EXERCISE
Please output exactly the part of the records below that opens with the line containing "The component shall return one point per instance of the green" and closes with the line containing "The component shall return one point per instance of the bright", both lines included, and nothing else.

DATA TO EXAMINE
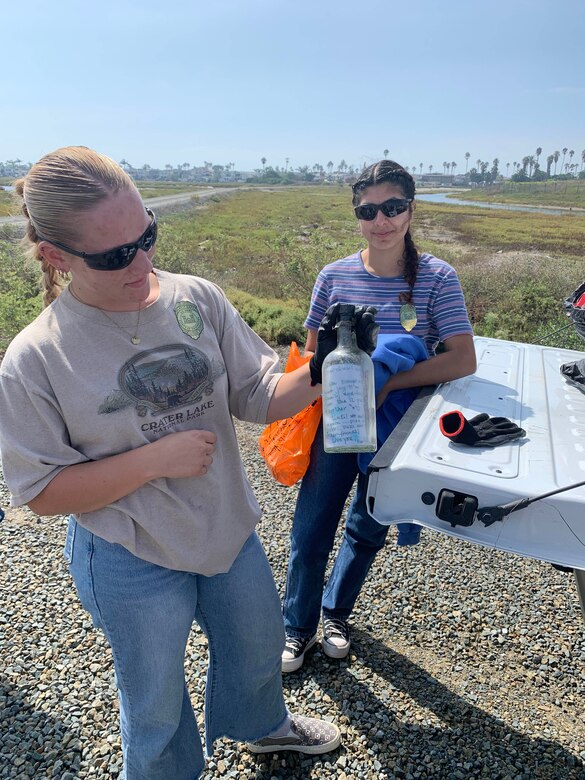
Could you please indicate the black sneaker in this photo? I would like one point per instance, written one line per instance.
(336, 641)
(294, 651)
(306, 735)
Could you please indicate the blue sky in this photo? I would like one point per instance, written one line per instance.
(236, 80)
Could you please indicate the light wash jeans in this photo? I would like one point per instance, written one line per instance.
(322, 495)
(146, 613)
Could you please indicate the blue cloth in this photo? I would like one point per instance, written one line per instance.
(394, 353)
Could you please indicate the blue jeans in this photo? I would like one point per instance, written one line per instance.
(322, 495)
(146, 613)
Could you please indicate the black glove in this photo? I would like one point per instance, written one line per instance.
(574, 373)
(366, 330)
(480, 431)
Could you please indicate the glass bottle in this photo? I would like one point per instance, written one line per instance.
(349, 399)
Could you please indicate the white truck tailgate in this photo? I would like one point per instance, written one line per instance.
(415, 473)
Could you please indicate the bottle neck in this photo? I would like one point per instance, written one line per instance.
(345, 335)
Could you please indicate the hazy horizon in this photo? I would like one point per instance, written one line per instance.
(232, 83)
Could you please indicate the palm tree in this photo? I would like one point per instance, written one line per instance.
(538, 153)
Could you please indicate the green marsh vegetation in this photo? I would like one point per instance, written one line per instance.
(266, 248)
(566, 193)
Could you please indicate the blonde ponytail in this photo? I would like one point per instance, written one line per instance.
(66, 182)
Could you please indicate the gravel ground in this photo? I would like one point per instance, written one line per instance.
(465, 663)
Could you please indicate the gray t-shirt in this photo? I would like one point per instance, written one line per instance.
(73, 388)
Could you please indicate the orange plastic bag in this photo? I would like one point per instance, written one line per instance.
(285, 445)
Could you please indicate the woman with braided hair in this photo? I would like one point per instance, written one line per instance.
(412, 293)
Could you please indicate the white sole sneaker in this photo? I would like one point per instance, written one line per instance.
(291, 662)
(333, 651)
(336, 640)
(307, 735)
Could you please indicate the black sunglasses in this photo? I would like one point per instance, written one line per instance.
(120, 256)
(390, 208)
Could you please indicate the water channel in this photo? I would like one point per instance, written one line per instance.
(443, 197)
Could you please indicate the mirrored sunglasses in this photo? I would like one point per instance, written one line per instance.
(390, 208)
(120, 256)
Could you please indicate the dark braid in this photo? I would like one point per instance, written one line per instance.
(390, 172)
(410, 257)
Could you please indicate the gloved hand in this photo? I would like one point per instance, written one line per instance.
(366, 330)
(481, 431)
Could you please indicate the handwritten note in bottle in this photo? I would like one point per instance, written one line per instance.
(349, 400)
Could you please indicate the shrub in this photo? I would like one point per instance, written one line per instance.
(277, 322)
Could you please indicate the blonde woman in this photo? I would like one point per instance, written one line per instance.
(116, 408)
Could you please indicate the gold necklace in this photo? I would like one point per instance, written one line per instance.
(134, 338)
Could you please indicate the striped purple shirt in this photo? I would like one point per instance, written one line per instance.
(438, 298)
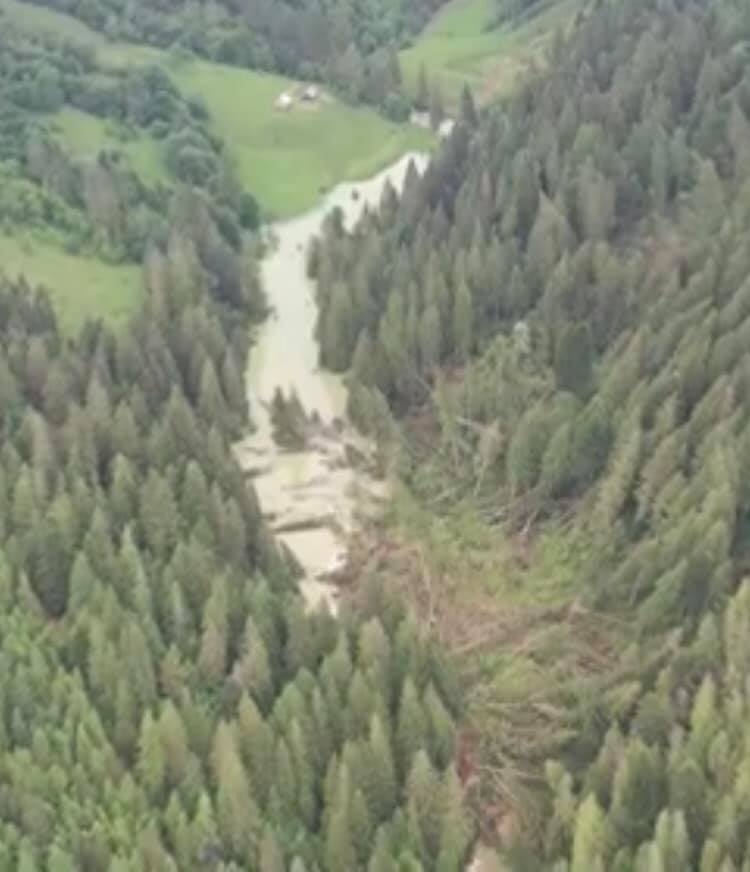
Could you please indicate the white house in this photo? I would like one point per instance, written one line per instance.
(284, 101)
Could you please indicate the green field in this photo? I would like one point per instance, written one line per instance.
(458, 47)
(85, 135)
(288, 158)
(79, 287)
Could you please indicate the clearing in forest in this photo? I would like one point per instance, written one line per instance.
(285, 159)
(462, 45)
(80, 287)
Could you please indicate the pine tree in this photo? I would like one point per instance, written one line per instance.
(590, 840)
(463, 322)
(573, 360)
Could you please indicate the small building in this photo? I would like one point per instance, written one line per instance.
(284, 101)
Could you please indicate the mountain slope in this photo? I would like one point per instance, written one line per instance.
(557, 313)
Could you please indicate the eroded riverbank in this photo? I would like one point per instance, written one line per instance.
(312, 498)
---
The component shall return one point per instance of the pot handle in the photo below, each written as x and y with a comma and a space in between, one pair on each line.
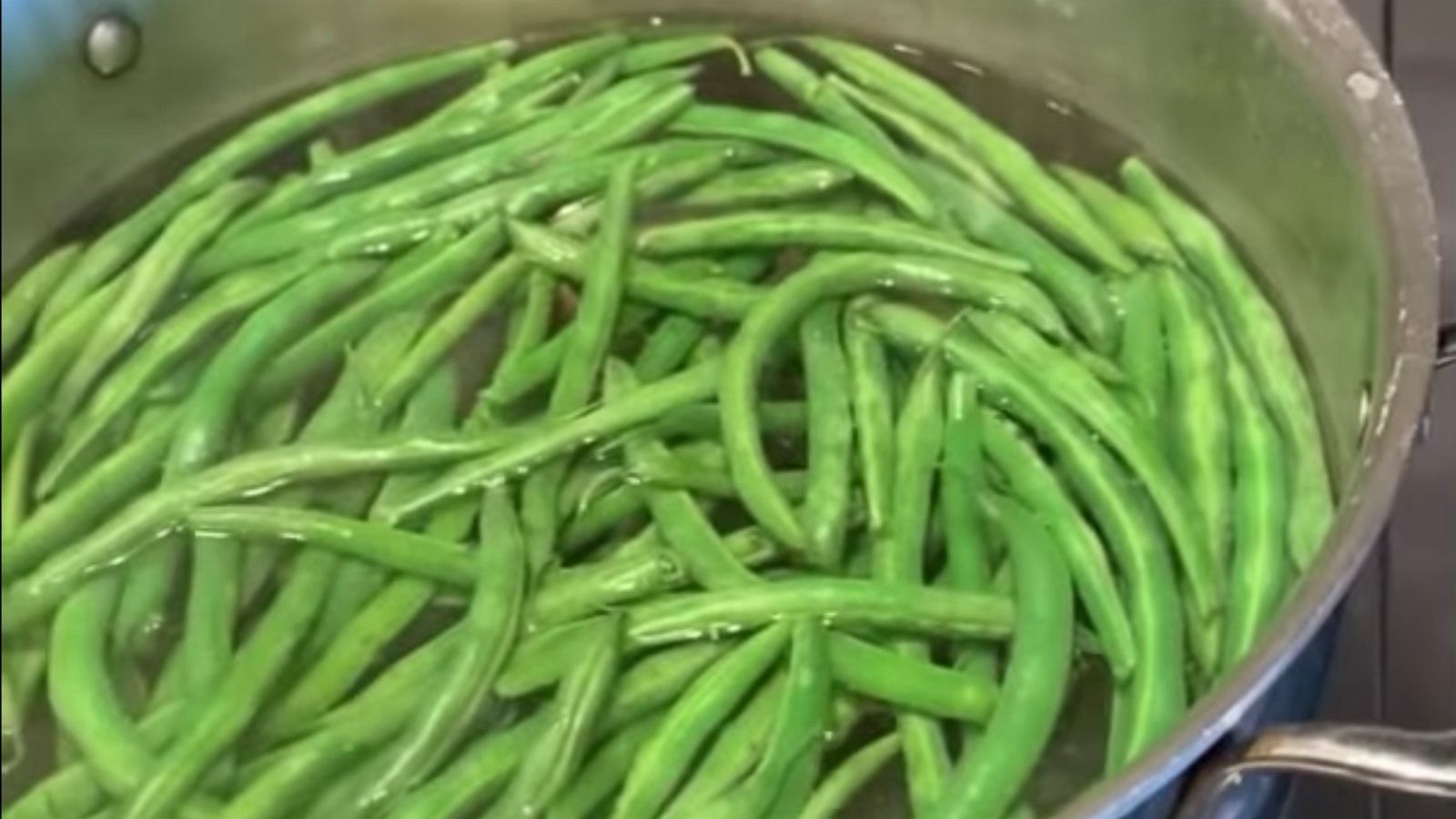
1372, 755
---
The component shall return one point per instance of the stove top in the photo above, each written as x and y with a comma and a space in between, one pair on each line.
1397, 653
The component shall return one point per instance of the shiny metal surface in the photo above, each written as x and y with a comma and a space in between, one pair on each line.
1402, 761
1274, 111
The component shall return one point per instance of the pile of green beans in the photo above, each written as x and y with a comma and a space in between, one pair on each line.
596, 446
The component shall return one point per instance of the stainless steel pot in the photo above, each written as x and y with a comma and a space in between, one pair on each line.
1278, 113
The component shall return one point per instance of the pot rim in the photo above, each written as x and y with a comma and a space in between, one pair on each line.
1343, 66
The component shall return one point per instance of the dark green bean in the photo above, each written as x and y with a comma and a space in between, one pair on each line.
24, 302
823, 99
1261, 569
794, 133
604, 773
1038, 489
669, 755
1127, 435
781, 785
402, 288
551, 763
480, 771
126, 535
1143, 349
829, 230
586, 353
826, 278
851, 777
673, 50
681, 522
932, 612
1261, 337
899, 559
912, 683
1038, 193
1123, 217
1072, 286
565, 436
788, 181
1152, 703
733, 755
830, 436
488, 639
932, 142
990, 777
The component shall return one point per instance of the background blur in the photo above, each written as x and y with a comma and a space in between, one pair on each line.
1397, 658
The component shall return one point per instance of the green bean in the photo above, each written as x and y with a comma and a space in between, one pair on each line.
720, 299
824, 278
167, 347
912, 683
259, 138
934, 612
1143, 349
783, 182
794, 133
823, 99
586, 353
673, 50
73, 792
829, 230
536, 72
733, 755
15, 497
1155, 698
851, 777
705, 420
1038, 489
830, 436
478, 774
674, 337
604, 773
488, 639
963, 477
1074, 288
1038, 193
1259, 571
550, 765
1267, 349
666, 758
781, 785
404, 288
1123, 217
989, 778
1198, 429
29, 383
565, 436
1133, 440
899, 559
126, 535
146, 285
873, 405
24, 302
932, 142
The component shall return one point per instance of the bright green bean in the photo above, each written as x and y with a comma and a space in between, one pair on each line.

RESPONSE TO THE TASK
The component shall return one point per instance of the green bean in the photo above, each written as x and y with a comma and a space in between, one pair on each line.
720, 299
824, 278
167, 347
912, 683
259, 138
934, 612
1143, 349
783, 182
794, 133
823, 99
586, 353
673, 50
73, 792
829, 230
536, 72
733, 755
15, 497
1155, 698
851, 777
705, 420
1038, 489
830, 436
478, 774
674, 337
604, 773
488, 639
963, 477
1074, 288
1038, 193
1259, 571
550, 765
1267, 349
666, 758
781, 785
404, 288
1123, 217
989, 778
1198, 429
29, 383
565, 436
1133, 440
899, 559
126, 535
146, 285
873, 405
24, 302
932, 142
The component shall return one point per instance of the bright green bean in the photo above, each written as x and y with a comma and a space in between, one pair on each line.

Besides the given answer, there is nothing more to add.